Exercise prompt —
Edit the rows from the line containing "folding chair shown in the photo above." through the line containing "Target: folding chair" by replacing "folding chair" with "camping chair" and changing nothing else. Return only those lines.

Recorded information —
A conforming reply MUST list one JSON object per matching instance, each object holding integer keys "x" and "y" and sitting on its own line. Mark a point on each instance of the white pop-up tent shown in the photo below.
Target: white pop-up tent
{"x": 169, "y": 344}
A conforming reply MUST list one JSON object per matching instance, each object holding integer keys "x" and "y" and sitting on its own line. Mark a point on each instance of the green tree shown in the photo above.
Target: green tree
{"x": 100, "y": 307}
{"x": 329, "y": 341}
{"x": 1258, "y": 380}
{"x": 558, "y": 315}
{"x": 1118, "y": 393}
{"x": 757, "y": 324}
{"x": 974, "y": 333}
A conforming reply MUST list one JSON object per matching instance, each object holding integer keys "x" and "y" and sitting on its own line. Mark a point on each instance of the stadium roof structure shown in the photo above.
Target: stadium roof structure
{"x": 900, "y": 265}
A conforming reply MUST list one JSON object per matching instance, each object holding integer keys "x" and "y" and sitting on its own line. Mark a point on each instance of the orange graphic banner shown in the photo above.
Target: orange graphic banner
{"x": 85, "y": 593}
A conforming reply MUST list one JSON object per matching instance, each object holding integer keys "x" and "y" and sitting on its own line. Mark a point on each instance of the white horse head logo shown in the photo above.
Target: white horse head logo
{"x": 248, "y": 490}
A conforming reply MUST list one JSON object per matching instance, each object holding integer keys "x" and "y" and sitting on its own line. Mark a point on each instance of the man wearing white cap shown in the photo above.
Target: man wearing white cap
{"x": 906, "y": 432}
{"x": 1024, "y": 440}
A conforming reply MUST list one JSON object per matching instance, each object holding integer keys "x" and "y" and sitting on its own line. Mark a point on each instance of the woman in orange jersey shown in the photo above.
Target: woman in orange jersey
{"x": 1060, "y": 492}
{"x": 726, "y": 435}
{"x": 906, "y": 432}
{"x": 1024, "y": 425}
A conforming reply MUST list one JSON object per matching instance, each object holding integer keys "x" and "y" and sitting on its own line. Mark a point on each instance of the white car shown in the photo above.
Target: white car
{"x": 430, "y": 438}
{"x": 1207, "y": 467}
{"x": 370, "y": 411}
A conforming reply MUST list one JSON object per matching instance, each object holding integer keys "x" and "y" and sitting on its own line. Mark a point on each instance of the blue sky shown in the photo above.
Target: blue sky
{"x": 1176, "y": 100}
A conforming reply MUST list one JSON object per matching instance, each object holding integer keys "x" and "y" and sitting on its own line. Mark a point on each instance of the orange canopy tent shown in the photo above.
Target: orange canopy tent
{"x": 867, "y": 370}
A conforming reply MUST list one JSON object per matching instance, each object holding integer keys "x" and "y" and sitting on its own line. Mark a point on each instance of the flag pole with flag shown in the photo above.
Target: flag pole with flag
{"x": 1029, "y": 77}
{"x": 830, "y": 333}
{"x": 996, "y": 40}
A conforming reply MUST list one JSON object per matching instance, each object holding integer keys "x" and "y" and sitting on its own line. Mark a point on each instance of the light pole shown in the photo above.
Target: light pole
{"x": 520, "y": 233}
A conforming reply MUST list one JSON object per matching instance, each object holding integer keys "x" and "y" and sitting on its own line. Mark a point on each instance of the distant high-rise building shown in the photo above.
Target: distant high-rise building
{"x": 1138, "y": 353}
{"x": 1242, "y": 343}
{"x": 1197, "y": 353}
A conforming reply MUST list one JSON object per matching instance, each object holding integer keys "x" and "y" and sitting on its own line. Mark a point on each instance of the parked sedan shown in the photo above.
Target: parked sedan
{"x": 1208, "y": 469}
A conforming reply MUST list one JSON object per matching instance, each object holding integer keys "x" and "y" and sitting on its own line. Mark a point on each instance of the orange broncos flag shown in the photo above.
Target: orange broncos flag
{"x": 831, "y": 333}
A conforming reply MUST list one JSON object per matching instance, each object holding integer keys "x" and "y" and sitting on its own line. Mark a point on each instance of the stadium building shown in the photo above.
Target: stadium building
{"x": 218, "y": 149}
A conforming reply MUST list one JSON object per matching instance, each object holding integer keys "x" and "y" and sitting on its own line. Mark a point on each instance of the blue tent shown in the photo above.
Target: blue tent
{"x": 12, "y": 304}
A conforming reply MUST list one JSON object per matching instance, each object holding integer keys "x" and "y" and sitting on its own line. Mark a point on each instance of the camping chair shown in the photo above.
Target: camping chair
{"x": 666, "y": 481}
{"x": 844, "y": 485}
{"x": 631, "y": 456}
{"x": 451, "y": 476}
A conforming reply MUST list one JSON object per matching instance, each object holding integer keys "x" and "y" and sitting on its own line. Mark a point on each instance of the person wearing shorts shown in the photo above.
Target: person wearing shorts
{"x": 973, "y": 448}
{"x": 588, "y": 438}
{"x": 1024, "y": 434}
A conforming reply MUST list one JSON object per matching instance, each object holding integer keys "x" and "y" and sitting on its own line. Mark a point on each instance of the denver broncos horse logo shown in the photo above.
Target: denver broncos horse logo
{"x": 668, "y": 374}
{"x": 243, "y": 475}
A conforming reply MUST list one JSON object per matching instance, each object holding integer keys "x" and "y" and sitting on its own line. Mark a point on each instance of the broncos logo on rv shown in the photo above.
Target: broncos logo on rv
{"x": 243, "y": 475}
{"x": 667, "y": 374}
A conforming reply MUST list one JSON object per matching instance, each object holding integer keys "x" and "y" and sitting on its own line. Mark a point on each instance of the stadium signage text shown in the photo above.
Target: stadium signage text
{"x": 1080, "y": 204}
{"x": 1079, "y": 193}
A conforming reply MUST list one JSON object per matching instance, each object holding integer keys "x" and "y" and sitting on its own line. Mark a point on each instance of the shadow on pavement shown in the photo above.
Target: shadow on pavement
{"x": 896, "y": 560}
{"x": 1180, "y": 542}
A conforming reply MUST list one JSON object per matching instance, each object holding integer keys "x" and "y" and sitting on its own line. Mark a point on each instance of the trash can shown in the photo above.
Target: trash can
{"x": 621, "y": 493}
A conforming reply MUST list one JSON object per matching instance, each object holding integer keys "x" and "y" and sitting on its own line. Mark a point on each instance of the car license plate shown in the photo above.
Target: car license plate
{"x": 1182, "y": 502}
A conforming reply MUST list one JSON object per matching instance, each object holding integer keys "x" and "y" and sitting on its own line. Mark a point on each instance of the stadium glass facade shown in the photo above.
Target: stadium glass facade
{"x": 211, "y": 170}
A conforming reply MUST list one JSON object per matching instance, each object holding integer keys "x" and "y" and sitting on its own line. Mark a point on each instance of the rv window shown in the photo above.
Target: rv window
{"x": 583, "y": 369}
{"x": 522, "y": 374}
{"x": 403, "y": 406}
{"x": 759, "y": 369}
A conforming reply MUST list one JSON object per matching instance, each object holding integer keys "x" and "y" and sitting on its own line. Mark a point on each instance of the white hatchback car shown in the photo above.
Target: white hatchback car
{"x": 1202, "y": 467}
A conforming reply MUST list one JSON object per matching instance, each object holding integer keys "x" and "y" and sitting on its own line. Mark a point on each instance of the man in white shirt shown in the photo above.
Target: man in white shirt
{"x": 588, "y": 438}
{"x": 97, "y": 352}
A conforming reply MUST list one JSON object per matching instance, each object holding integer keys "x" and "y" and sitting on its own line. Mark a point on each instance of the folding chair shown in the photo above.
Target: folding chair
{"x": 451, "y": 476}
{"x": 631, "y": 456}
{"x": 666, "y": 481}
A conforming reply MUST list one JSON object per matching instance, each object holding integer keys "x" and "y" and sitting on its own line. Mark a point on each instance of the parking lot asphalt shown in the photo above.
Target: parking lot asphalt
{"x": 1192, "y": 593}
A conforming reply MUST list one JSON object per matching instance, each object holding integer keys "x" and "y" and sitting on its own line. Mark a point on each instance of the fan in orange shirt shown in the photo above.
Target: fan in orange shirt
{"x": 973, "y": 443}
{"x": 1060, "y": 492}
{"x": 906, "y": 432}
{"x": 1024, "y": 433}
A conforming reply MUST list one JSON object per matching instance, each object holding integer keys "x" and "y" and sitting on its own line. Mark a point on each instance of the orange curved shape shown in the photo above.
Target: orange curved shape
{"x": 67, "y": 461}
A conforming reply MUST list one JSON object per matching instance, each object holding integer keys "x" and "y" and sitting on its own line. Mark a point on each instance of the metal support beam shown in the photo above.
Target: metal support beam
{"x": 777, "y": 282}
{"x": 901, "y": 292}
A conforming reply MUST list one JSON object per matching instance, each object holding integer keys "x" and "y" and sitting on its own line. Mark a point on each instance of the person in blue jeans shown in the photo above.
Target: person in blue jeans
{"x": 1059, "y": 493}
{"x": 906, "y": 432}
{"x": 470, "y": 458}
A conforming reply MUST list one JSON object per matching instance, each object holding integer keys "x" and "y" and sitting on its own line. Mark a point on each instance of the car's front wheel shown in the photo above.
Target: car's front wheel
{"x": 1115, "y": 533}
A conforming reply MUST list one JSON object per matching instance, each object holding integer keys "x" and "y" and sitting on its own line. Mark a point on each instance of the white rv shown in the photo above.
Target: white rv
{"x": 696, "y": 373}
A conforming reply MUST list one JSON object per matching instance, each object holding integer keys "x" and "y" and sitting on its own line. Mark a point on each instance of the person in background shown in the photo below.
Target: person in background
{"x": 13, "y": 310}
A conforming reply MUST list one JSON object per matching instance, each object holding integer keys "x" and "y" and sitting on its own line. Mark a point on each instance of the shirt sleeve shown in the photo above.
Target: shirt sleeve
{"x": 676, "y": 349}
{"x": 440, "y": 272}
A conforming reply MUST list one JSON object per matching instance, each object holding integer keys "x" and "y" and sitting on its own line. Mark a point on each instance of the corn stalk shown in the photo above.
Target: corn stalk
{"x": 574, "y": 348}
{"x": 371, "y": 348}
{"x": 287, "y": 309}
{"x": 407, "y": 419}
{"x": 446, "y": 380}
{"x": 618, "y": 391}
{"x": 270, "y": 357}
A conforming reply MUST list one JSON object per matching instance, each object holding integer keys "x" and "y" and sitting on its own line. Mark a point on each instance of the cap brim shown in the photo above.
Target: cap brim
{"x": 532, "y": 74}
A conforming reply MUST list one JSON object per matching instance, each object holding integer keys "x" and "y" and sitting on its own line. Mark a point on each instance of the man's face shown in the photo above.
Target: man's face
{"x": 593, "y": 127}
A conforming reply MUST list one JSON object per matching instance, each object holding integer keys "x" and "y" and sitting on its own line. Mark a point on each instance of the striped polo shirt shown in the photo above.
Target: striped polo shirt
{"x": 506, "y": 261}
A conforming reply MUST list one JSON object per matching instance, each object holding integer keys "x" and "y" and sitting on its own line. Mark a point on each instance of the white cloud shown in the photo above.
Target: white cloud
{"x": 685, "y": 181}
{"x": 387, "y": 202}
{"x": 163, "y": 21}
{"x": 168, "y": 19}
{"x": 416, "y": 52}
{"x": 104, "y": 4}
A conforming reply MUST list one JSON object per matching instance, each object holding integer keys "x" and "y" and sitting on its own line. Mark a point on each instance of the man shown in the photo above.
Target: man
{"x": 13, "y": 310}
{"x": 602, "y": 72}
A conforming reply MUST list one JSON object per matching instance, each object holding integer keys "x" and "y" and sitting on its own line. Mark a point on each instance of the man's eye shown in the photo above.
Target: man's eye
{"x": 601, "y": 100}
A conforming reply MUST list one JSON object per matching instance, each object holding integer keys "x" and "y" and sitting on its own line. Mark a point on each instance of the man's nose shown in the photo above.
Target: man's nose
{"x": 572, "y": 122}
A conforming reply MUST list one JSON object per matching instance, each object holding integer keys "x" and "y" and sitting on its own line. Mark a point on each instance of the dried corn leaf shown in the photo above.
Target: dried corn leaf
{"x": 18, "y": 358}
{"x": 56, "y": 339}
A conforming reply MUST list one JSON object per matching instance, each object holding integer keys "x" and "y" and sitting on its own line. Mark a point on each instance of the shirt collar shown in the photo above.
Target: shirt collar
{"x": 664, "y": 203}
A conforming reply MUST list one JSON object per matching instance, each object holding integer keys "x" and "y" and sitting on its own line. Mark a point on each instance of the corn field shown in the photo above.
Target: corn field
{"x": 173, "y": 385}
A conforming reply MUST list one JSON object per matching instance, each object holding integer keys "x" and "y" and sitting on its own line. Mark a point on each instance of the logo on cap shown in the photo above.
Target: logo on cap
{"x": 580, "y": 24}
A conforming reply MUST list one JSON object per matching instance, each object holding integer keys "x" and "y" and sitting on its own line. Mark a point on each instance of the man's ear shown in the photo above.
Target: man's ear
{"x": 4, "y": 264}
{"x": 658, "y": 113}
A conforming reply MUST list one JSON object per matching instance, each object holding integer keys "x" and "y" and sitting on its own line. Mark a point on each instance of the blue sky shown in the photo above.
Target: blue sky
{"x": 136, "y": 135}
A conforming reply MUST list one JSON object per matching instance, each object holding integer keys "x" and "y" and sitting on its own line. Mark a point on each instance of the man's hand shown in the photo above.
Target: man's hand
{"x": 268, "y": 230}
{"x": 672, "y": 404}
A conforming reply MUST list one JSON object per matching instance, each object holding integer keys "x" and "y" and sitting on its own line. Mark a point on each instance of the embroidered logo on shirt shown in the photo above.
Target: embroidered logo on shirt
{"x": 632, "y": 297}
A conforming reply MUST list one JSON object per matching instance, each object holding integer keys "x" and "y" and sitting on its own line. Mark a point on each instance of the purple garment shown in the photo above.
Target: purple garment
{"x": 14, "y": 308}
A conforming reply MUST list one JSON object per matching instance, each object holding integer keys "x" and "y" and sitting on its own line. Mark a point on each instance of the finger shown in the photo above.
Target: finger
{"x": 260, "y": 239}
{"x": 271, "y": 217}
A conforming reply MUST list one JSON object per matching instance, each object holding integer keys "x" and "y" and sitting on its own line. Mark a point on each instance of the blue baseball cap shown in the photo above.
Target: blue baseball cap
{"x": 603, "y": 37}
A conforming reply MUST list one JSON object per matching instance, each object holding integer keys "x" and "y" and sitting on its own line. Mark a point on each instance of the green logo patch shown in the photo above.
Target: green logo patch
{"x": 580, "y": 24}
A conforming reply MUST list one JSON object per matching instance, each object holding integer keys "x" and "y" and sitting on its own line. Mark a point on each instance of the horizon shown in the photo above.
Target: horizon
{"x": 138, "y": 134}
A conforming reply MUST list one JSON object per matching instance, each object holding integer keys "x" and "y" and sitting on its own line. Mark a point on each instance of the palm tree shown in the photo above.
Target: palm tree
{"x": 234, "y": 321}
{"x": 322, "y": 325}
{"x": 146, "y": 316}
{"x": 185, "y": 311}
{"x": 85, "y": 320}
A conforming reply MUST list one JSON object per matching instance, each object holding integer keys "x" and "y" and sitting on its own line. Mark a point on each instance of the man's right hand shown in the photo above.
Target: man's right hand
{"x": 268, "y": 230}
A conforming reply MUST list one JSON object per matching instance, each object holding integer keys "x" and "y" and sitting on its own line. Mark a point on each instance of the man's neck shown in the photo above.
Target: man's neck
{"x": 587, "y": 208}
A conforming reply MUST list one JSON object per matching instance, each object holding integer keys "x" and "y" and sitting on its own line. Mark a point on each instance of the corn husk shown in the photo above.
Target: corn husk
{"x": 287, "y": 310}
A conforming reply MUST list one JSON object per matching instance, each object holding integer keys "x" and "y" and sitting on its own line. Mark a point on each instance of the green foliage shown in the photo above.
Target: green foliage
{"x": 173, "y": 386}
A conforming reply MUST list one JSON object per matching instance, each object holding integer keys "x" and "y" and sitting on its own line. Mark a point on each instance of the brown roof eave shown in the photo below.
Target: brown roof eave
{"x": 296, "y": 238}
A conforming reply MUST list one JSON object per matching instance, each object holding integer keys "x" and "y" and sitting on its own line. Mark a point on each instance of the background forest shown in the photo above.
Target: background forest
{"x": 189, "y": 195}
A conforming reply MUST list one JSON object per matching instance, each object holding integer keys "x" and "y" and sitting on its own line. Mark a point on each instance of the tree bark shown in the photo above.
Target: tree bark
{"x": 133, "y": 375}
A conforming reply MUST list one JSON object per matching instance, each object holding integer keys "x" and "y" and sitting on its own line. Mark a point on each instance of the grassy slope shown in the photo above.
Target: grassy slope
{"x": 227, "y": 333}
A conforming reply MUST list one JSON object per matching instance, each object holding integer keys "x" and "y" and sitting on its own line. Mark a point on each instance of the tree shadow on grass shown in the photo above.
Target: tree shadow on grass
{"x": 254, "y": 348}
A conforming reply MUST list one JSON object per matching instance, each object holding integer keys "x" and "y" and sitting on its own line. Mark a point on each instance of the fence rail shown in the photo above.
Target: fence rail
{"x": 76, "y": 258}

Reply —
A conforming reply MUST list one JSON object per matching instance, each object holding integer keys "x" and "y" and sitting on its own line. Mark a point on each instance of the camping chair shown in the photo above.
Target: camping chair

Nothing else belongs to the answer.